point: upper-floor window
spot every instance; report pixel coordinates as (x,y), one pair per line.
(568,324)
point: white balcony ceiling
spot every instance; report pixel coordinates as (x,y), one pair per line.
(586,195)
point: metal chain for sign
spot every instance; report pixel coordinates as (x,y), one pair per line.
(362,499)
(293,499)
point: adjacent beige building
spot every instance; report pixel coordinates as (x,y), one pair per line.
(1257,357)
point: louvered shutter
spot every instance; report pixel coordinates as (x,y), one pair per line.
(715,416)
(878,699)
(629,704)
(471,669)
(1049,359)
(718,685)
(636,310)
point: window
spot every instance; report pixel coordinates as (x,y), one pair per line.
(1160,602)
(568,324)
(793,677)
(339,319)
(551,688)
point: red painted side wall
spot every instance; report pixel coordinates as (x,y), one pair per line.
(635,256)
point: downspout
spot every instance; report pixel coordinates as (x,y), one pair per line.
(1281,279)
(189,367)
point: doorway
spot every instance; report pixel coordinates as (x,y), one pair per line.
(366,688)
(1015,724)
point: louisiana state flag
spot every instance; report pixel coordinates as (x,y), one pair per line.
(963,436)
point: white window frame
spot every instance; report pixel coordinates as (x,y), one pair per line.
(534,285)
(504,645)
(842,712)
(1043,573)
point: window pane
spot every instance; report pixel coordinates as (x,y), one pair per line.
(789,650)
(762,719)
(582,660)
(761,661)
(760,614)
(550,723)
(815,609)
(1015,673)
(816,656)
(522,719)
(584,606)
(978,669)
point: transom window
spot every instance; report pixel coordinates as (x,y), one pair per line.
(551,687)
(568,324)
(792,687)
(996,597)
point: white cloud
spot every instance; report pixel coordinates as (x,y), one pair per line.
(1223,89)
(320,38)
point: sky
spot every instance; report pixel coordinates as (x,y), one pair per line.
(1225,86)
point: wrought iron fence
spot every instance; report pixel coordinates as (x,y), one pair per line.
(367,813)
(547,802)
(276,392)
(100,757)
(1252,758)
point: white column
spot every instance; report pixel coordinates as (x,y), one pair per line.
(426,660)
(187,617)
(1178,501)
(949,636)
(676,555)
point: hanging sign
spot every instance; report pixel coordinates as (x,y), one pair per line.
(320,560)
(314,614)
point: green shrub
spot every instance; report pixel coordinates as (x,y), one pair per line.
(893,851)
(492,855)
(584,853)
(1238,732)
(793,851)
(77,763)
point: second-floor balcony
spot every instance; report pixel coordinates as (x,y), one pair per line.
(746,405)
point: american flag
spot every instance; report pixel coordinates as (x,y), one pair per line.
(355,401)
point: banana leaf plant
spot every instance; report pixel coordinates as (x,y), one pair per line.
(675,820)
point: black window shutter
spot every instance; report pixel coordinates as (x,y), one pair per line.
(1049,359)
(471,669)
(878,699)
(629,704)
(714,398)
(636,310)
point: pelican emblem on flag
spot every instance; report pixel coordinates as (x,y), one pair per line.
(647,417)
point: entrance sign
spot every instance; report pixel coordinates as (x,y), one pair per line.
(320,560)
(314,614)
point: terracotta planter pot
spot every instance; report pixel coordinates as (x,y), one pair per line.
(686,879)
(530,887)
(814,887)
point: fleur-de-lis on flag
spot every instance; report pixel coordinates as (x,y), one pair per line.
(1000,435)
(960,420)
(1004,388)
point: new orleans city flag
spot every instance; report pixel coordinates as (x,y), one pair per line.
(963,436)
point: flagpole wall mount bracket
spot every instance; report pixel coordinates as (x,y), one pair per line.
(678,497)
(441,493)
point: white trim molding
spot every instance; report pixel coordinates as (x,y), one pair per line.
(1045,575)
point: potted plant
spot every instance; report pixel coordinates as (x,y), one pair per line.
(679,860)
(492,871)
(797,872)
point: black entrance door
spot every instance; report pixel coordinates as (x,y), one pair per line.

________________________________________

## Aim of the task
Copy every item above word for word, keeping the same order.

## Result of this exercise
point: upper-floor window
spot every instance; report pixel coordinates as (x,y), one pair per line.
(568,324)
point: white balcony ceiling
spot every instance; report pixel coordinates as (x,y), one pair per line.
(586,195)
point: metal chain for sign
spot every instance; report pixel coordinates as (x,y), one pair per line.
(362,499)
(293,499)
point: adjacent beige building
spot every instance; report pixel coordinates as (x,y), one pair per line.
(1257,357)
point: louvered shutter
spot every instance; report pixel coordinates as (x,y), one pair per line.
(715,416)
(878,699)
(629,704)
(471,669)
(1049,359)
(718,685)
(636,310)
point: window
spot every instance; report pixel coordinates as (x,y), one pair per line.
(1160,602)
(568,324)
(793,677)
(339,319)
(551,688)
point: red painted side wall
spot every instance; report pixel coordinates as (x,y), one pair per line.
(635,256)
point: downspout
spot every instance; report pixel coordinates as (x,y), one pair per line.
(1281,279)
(189,367)
point: doorway
spot every instance; report pixel coordinates as (x,y), one pair per line.
(366,688)
(1015,724)
point: louisiana state flag
spot every instance; report pixel coordinates as (x,y), one pair per line.
(963,436)
point: white window frame
spot every instance; report pixel coordinates as (x,y), one pair per line.
(534,285)
(504,645)
(842,712)
(1043,573)
point: window pane
spot every instance; report pixel coordinates as (x,y), one pair per line.
(789,650)
(762,719)
(582,660)
(761,661)
(760,614)
(550,723)
(815,609)
(1015,673)
(816,656)
(522,719)
(584,606)
(978,669)
point: transom window
spot every instance; report pixel coordinates as (x,y), one pair per line.
(551,687)
(568,324)
(792,687)
(996,597)
point: white cloud
spot every instance; report pixel coordinates as (x,y), one pair per line.
(1223,89)
(320,38)
point: sky
spot every instance; report pixel coordinates as (x,y), one pair per line.
(1225,86)
point: wrought iron fence
spot every instance; report pixel coordinates as (x,y), one pair per line.
(367,813)
(547,802)
(276,392)
(100,757)
(1252,758)
point: white column
spot every instance; report pixel coordinates as (x,y), one pair per line.
(426,660)
(187,617)
(1178,501)
(949,636)
(676,555)
point: hanging sign
spot every instance; report pixel coordinates as (x,y), one pair per line.
(320,560)
(314,614)
point: green shrub
spot every instance; report pixel coordinates as (x,y), one pair per line.
(893,851)
(492,855)
(584,853)
(1238,732)
(793,851)
(77,763)
point: second-floor balcony
spot every instance; report pixel coordinates as (x,y), one pair per line.
(746,405)
point: american flag
spot every instance; report pixel coordinates as (x,y), one pair per line.
(355,401)
point: banana leaf plant
spot every instance; report pixel coordinates as (x,y), one pair per line.
(675,820)
point: black window shutter
spot every instance; report pixel coordinates as (x,y), one pair per line.
(1049,359)
(471,669)
(878,699)
(629,704)
(714,398)
(636,310)
point: pelican emblem on flag
spot every instance; report pixel coordinates as (x,y), one pair per line.
(647,417)
point: entrance sign
spot every instance; report pixel coordinates as (x,y), one pair per line.
(320,560)
(314,614)
point: terracotta planter pot
spot every instance; report pixel coordinates as (x,y), one pair per line.
(686,879)
(530,887)
(814,887)
point: fleur-de-lis on flag
spot every instance; report pixel coordinates as (x,y), one pair per line.
(1000,435)
(960,420)
(1004,388)
point: new orleans city flag
spot every instance; report pixel coordinates as (x,y), one pair per line.
(963,436)
point: flagpole wall mount bracket
spot every instance; report pixel coordinates as (x,y), one pair per line.
(678,497)
(441,493)
point: white trim molding
spot every instance; report pixel coordinates as (x,y), one pair per line.
(1045,575)
point: potted plant
spot every instance; report pixel coordinates as (x,y), one pair per line.
(679,860)
(492,871)
(797,872)
point: black entrance door
spot every instance; report pixel coordinates as (x,y), one pair per line.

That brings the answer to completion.